# Quoted passage:

Linda M. Dairiki Shortliffe

Publication Details

  • THE HISTOLOGY OF INTERSTITIAL CYSTITIS AMERICAN JOURNAL OF SURGICAL PATHOLOGY LYNES, W. L., Flynn, S. D., Shortliffe, L. D., Stamey, T. A. 1990; 14 (10): 969-976

    Abstract:

    Several studies have reported histologic findings in interstitial cystitis (IC) bladder biopsy specimens. However, these studies used a variety of criteria to define IC, which may explain the variation noted in the histologic changes. Clinical experience shows that these biopsy specimens are often not helpful in confirming the diagnosis. Our study was designed to examine the histologic features identified in bladder biopsy specimens from patients with IC and compare them with biopsy specimens from a control population. Although IC patients as a group had a higher incidence and degree of denuded epithelium, ulceration, and submucosal inflammation, none of these findings was pathognomonic. In addition, these findings occurred only in interstitial cystitis patients with pyuria or small bladder capacity. The inflammatory infiltrate seen in IC was composed predominantly of lymphocytes, with increasing numbers of plasma cells as the degree of inflammation increased. There was no specific predilection for the inflammatory infiltrate to be perineural. Submucosal inflammation was associated with denuded epithelium, ulceration, pyuria, and a clinical response to therapy suggesting a pathophysiologic relationship. Epithelial and basement membrane thickness, submucosal edema, vascular ectasia, fibrosis, and detrusor muscle inflammation and fibrosis were not significantly different in the IC and control patients. These findings suggest that IC is a chronic submucosal inflammatory disease, at least in those patients with small bladder capacities or pyuria. IC is best diagnosed from its clinical features; the histologic changes identified in the bladder biopsy play a supportive role in this diagnosis. Mast cells play a limited role in the diagnosis of IC.

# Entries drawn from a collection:
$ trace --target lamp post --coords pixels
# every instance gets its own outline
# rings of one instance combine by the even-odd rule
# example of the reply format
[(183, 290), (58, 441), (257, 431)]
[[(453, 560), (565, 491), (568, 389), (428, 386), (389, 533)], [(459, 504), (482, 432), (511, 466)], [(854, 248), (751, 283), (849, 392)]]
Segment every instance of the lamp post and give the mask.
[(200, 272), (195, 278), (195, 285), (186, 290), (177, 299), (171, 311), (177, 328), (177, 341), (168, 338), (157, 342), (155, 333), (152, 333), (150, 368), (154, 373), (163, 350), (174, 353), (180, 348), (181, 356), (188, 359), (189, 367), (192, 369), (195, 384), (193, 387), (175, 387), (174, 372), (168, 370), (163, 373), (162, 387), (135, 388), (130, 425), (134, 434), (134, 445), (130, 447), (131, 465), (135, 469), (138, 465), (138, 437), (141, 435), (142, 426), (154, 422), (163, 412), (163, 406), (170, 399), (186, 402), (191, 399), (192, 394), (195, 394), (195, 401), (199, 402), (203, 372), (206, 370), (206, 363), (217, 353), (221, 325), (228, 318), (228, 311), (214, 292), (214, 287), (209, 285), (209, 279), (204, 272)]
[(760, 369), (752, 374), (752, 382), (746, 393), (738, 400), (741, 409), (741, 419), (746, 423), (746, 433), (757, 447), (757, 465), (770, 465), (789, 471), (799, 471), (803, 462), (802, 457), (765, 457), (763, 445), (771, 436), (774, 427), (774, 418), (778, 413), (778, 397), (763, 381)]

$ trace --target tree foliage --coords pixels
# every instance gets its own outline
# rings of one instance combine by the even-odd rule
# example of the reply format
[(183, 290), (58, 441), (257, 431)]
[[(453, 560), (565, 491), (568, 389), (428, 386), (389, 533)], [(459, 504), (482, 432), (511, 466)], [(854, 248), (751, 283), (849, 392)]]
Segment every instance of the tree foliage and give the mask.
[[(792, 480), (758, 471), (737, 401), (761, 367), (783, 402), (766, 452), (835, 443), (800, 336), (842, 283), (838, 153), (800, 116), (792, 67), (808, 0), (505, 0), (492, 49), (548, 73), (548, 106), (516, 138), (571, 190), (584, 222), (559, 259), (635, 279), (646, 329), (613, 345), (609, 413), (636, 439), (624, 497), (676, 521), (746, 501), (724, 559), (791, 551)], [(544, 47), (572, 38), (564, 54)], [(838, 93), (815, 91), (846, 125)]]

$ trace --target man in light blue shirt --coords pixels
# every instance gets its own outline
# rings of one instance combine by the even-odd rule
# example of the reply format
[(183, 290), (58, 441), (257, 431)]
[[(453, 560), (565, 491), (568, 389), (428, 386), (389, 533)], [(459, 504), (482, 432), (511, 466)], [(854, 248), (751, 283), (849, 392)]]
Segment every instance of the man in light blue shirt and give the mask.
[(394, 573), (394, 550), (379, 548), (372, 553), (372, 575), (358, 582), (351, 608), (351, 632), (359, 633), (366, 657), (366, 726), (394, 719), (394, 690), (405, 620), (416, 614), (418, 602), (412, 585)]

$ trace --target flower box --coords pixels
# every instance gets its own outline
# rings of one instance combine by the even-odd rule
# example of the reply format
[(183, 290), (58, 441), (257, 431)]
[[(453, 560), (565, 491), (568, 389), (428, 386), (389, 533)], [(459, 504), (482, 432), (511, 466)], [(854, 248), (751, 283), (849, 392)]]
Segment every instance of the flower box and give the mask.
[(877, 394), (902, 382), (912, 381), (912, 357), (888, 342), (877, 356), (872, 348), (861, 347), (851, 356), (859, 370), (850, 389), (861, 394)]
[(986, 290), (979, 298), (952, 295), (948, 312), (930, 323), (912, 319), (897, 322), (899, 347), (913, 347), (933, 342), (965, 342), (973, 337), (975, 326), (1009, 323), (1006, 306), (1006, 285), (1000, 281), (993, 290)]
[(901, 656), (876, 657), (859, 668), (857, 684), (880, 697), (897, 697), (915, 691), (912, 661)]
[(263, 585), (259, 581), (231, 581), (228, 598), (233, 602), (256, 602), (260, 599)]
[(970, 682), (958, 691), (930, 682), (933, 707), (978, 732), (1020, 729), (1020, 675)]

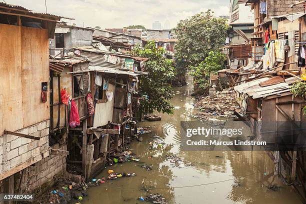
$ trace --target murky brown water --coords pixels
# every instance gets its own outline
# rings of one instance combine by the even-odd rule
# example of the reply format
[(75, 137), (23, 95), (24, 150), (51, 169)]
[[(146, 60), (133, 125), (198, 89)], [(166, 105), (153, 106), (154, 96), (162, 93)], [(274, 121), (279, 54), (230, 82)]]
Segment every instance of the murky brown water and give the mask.
[[(142, 179), (146, 187), (151, 187), (153, 193), (162, 194), (169, 204), (301, 204), (291, 188), (273, 176), (272, 162), (264, 152), (180, 150), (180, 122), (194, 120), (190, 117), (194, 102), (189, 96), (192, 89), (191, 85), (174, 88), (180, 94), (172, 100), (176, 106), (174, 115), (162, 114), (162, 121), (138, 124), (139, 126), (156, 126), (152, 134), (143, 136), (142, 142), (134, 141), (130, 144), (131, 150), (140, 158), (140, 161), (108, 166), (96, 178), (106, 177), (110, 169), (118, 172), (135, 172), (136, 176), (107, 181), (98, 187), (92, 188), (82, 204), (146, 204), (137, 200), (146, 194), (142, 190)], [(149, 150), (148, 143), (156, 136), (174, 145)], [(191, 162), (192, 166), (172, 167), (166, 158), (166, 155), (172, 154)], [(152, 158), (148, 158), (152, 156)], [(152, 166), (153, 169), (143, 169), (140, 166), (144, 164)], [(184, 187), (210, 183), (214, 184)], [(266, 188), (269, 185), (280, 188), (274, 191)]]

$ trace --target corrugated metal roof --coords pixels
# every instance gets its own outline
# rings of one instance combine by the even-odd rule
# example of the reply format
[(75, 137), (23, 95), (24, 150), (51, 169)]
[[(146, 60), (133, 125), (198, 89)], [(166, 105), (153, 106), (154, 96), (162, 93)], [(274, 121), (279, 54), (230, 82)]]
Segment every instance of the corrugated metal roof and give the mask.
[(20, 6), (10, 4), (4, 3), (4, 2), (0, 2), (0, 6), (1, 6), (1, 8), (3, 8), (3, 7), (5, 7), (5, 8), (13, 8), (13, 9), (14, 9), (16, 11), (23, 11), (23, 12), (28, 12), (30, 13), (31, 14), (32, 14), (32, 16), (38, 16), (38, 17), (42, 17), (42, 16), (46, 16), (46, 17), (53, 17), (53, 18), (60, 18), (60, 19), (58, 19), (58, 20), (60, 20), (60, 18), (69, 19), (69, 20), (74, 20), (74, 18), (70, 18), (64, 17), (64, 16), (56, 16), (56, 15), (54, 15), (54, 14), (46, 14), (46, 13), (42, 13), (42, 12), (34, 12), (34, 11), (32, 10), (28, 10), (28, 8), (25, 8), (21, 6)]
[(88, 70), (80, 70), (76, 72), (68, 72), (68, 74), (78, 74), (78, 73), (84, 73), (88, 72), (100, 72), (106, 74), (121, 74), (121, 75), (126, 75), (132, 76), (138, 76), (142, 75), (147, 75), (148, 74), (148, 72), (130, 72), (130, 71), (124, 71), (123, 70), (120, 70), (116, 68), (109, 68), (109, 67), (103, 67), (101, 66), (96, 66), (94, 65), (91, 65), (88, 66)]
[(289, 86), (297, 80), (296, 78), (292, 77), (285, 80), (285, 82), (264, 87), (261, 87), (259, 84), (269, 80), (268, 78), (264, 78), (248, 82), (234, 87), (234, 90), (240, 94), (248, 94), (253, 99), (265, 98), (290, 92)]
[(50, 70), (58, 73), (61, 73), (66, 66), (72, 66), (86, 62), (89, 62), (89, 60), (84, 58), (78, 56), (62, 60), (50, 58), (49, 67)]

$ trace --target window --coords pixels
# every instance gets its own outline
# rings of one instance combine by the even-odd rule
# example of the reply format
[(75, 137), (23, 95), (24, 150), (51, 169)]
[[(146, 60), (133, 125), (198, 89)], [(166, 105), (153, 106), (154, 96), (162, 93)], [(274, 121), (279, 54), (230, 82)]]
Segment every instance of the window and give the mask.
[(56, 34), (56, 48), (65, 47), (65, 34)]

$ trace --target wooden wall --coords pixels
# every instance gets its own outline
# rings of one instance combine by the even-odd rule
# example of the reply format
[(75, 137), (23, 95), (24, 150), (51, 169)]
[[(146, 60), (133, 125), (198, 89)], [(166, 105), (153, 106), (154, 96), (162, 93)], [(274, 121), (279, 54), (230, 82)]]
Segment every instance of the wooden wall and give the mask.
[(49, 118), (48, 42), (48, 30), (0, 24), (0, 136)]

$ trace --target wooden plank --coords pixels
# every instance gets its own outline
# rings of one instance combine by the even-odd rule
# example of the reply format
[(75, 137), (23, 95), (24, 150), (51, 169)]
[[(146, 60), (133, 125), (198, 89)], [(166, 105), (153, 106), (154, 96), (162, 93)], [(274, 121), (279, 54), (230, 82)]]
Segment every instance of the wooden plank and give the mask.
[(87, 129), (88, 134), (93, 134), (94, 132), (99, 132), (102, 134), (119, 134), (119, 130), (116, 129), (102, 129), (100, 128), (88, 128)]
[(286, 104), (304, 104), (306, 102), (305, 100), (288, 100), (288, 102), (277, 102), (276, 103), (276, 105), (284, 105)]
[(86, 130), (87, 129), (87, 119), (83, 121), (83, 138), (82, 142), (82, 170), (83, 176), (86, 178), (86, 153), (87, 146), (87, 134)]
[(13, 136), (20, 136), (21, 138), (28, 138), (29, 139), (35, 140), (40, 140), (40, 138), (30, 136), (29, 134), (22, 134), (22, 133), (16, 132), (8, 130), (4, 130), (4, 134), (12, 134)]
[(0, 180), (10, 176), (11, 175), (16, 174), (18, 172), (20, 172), (24, 168), (26, 168), (27, 167), (32, 165), (32, 164), (35, 164), (36, 162), (42, 160), (42, 156), (40, 154), (36, 156), (34, 158), (30, 158), (26, 162), (22, 163), (22, 164), (14, 167), (7, 172), (6, 172), (4, 174), (0, 174)]
[(296, 180), (296, 151), (293, 152), (293, 158), (292, 160), (292, 172), (291, 173), (291, 179), (294, 182)]

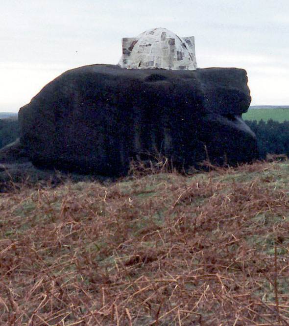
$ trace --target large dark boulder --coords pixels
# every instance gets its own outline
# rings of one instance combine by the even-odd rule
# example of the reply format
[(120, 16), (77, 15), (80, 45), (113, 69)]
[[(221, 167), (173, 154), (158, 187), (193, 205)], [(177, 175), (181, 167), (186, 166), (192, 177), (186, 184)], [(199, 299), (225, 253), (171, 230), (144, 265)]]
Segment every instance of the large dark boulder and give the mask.
[(247, 82), (235, 68), (73, 69), (20, 109), (21, 144), (36, 165), (109, 176), (156, 153), (185, 168), (208, 156), (219, 164), (251, 161), (255, 136), (241, 117), (251, 101)]

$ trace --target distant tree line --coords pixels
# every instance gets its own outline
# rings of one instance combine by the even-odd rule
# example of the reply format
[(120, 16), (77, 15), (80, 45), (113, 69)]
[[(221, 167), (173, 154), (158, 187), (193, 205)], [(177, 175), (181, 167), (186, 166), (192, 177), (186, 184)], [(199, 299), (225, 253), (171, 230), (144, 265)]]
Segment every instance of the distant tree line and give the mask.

# To do:
According to the interstitial cystitis abstract, which cell type made up most of the inflammatory infiltrate seen in IC?

# Task output:
Lymphocytes